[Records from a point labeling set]

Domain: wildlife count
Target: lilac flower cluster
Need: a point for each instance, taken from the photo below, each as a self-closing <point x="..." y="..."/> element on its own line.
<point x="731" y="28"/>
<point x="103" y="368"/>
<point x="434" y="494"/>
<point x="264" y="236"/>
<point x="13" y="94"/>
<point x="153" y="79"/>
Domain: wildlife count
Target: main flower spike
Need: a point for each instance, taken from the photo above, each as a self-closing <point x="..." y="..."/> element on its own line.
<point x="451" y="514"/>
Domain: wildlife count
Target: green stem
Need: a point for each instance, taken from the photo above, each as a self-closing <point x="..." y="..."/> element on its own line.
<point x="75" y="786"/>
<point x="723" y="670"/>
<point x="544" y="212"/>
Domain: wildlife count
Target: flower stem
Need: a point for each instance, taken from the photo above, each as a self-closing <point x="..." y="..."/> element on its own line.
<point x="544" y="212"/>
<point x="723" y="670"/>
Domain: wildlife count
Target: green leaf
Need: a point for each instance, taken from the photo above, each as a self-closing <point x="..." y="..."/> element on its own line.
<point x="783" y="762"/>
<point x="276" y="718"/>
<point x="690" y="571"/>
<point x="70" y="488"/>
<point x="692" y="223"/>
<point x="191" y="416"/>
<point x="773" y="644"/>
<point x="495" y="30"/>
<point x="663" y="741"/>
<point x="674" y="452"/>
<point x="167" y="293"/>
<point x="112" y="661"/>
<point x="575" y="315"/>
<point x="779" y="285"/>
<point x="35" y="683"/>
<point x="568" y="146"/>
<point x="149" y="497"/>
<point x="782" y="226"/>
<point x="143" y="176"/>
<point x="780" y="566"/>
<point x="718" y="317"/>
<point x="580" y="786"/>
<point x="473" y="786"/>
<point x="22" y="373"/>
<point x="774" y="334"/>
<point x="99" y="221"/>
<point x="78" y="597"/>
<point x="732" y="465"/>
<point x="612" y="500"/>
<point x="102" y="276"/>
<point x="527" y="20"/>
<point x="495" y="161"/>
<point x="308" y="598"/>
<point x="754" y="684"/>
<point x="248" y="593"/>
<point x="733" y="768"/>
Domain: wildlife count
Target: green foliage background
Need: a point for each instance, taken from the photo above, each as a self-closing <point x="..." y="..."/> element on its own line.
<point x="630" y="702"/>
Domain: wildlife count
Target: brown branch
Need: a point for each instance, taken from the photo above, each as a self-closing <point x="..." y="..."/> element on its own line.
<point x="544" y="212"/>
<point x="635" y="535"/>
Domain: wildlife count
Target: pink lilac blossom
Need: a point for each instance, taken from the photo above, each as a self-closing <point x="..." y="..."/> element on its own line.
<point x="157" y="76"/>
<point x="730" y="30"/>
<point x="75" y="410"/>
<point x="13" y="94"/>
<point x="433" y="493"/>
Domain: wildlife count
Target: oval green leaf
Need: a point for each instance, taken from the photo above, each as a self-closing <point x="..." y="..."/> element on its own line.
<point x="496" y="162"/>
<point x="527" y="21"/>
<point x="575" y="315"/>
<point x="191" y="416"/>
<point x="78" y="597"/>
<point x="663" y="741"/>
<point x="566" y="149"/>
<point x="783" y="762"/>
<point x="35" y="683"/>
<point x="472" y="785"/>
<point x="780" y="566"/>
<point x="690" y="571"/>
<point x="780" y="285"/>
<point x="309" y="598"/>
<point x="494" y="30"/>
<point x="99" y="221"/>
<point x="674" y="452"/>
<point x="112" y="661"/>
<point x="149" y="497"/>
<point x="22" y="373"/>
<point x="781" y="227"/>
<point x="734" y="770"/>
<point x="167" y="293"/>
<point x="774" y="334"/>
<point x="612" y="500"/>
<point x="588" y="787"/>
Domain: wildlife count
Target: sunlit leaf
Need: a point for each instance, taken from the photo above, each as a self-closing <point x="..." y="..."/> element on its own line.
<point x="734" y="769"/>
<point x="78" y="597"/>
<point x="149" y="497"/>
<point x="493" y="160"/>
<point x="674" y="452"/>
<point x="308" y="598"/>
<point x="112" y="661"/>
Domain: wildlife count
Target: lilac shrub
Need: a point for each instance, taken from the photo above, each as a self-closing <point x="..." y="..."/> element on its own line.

▸ **Exercise description**:
Each line of the material should be echoed exactly.

▸ **Task answer**:
Domain: wildlife count
Target: lilac flower cluster
Need: a point for each instance, taken from the photo below, each as a self-closing <point x="..." y="..."/> element on its own line.
<point x="731" y="28"/>
<point x="103" y="368"/>
<point x="434" y="494"/>
<point x="264" y="236"/>
<point x="13" y="94"/>
<point x="153" y="79"/>
Domain: wildlife count
Target: main flower spike
Need: a point for each instance, taken from the photo above, each as a self-closing <point x="..." y="..."/> element on its own line.
<point x="451" y="514"/>
Domain: wildlife count
Target: green stem
Need: a point for each instance, taken from the photo above, each as a self-closing <point x="..." y="..."/> element on its own line.
<point x="75" y="786"/>
<point x="723" y="670"/>
<point x="544" y="212"/>
Domain: wildlife count
Target: flower stem
Need: a point for each instance, taken from the photo above, each as a self-closing <point x="..." y="..."/> element on its own line.
<point x="544" y="212"/>
<point x="723" y="670"/>
Domain: wildlife count
Target: green leaf
Need: a point for each instance, taken from the photo above, each as a self-closing <point x="..." y="..."/> element on its own line.
<point x="783" y="762"/>
<point x="276" y="718"/>
<point x="690" y="571"/>
<point x="70" y="488"/>
<point x="692" y="223"/>
<point x="191" y="416"/>
<point x="773" y="644"/>
<point x="495" y="30"/>
<point x="663" y="741"/>
<point x="674" y="452"/>
<point x="167" y="293"/>
<point x="112" y="661"/>
<point x="575" y="315"/>
<point x="779" y="285"/>
<point x="35" y="683"/>
<point x="568" y="146"/>
<point x="149" y="497"/>
<point x="782" y="226"/>
<point x="143" y="176"/>
<point x="780" y="566"/>
<point x="718" y="317"/>
<point x="580" y="786"/>
<point x="473" y="786"/>
<point x="22" y="373"/>
<point x="774" y="334"/>
<point x="99" y="221"/>
<point x="78" y="597"/>
<point x="732" y="465"/>
<point x="612" y="500"/>
<point x="102" y="276"/>
<point x="527" y="20"/>
<point x="495" y="161"/>
<point x="308" y="598"/>
<point x="754" y="684"/>
<point x="248" y="593"/>
<point x="733" y="768"/>
Domain: wildlife count
Target: green foliage background
Need: a point for each instance, taken from the photo above, each as a self-closing <point x="..." y="..."/> element on its own line.
<point x="630" y="702"/>
Domain: wildlife count
Target: brown branch
Need: a point for each instance, taken from the photo above, each as a self-closing <point x="..." y="..."/> element on its own line.
<point x="544" y="212"/>
<point x="635" y="535"/>
Domain: wildlife count
Target: pink lilac blossom
Need: a point for each instance, taken from the photo above, each as a self-closing <point x="..." y="..."/> element on its own line.
<point x="157" y="76"/>
<point x="730" y="30"/>
<point x="75" y="410"/>
<point x="13" y="94"/>
<point x="433" y="493"/>
Domain: wildlife count
Target: oval green leaf
Need: a point for each instance, taken from the photo above, each as a self-closing <point x="..." y="..."/> element on its own line.
<point x="496" y="162"/>
<point x="527" y="21"/>
<point x="575" y="315"/>
<point x="191" y="416"/>
<point x="78" y="597"/>
<point x="663" y="741"/>
<point x="566" y="149"/>
<point x="783" y="762"/>
<point x="35" y="683"/>
<point x="472" y="785"/>
<point x="780" y="566"/>
<point x="690" y="571"/>
<point x="780" y="285"/>
<point x="309" y="598"/>
<point x="494" y="30"/>
<point x="99" y="221"/>
<point x="674" y="452"/>
<point x="112" y="661"/>
<point x="149" y="497"/>
<point x="22" y="373"/>
<point x="781" y="227"/>
<point x="734" y="770"/>
<point x="167" y="293"/>
<point x="774" y="334"/>
<point x="612" y="500"/>
<point x="588" y="787"/>
Domain: wildlife count
Target: sunlit leaf
Need: a point for each instance, taken from the photo above, each as a self-closing <point x="..." y="..."/> element on its own line.
<point x="734" y="769"/>
<point x="78" y="597"/>
<point x="149" y="497"/>
<point x="493" y="160"/>
<point x="674" y="452"/>
<point x="308" y="598"/>
<point x="112" y="661"/>
Domain: wildlife count
Target: lilac shrub
Need: a point for each instance, taken from the photo above, each as a self-closing <point x="..." y="..."/> element on its own line.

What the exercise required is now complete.